A dialogue consists of a sequence of exchanges where each exchange consists of one turn by the system followed by one turn by the user. Each dialogue and exchange is encoded using the set of 53 features in Figure 7. Each feature was either automatically logged by one of the system modules, hand-labelled by humans, or derived from raw features. The hand-labelled features are used to produce a TOPLINE, an estimation of how well a classifier could do that had access to perfect information. To see whether our results can generalize, we also experiment with using a subset of features that are task-independent described in detail below.
Features logged by the system are utilized because they are produced automatically, and thus can be used during runtime to alter the course of the dialogue. The system modules for which logging information was collected were the acoustic processor/automatic speech recognizer ( ASR) [Riccardi GorinRiccardi Gorin2000], the spoken language understanding ( SLU) module [Gorin, Riccardi, WrightGorin et al.1997], and the Dialogue Manager ( DM) [Abella GorinAbella Gorin1999]. Each module and the features obtained from it are described below.

--------------------------------------------------

| Short problem 1 |
Does each of these statements agree with the passage on dialogue features? Answer yes or no for each, and quote the exact words of the passage that decide it.
(a) Each exchange begins with a turn by the user.
(b) The hand-labelled features are used to produce a TOPLINE.
(c) Features logged by the system can be used during runtime.
| Short problem 2 |
Answer these questions from the passage on dialogue features.
(a) How many features are used to encode each dialogue and exchange?
(b) What does a TOPLINE estimate?
(c) What module does the abbreviation SLU stand for?
| Short problem 3 |
Echo the passage on dialogue features word for word, from "Features logged by" up to and including "are described below.".
The lines that follow this passage aren't needed for anything here.

| Information supplied |

--------------------------------------------------

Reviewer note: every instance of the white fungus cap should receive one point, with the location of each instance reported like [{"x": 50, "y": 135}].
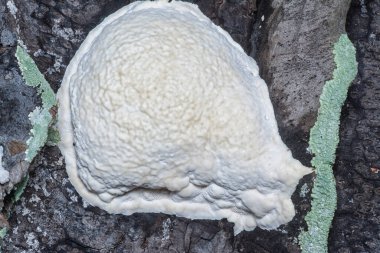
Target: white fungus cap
[{"x": 161, "y": 111}]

--------------------------------------------------

| Complete answer 1 |
(a) No: "each exchange consists of one turn by the system followed by one turn by the user"
(b) Yes: "The hand-labelled features are used to produce a TOPLINE"
(c) Yes: "can be used during runtime to alter the course of the dialogue"

| Complete answer 2 |
(a) 53
(b) How well a classifier could do that had access to perfect information
(c) The spoken language understanding module

| Complete answer 3 |
Features logged by the system are utilized because they are produced automatically, and thus can be used during runtime to alter the course of the dialogue. The system modules for which logging information was collected were the acoustic processor/automatic speech recognizer ( ASR) [Riccardi GorinRiccardi Gorin2000], the spoken language understanding ( SLU) module [Gorin, Riccardi, WrightGorin et al.1997], and the Dialogue Manager ( DM) [Abella GorinAbella Gorin1999]. Each module and the features obtained from it are described below.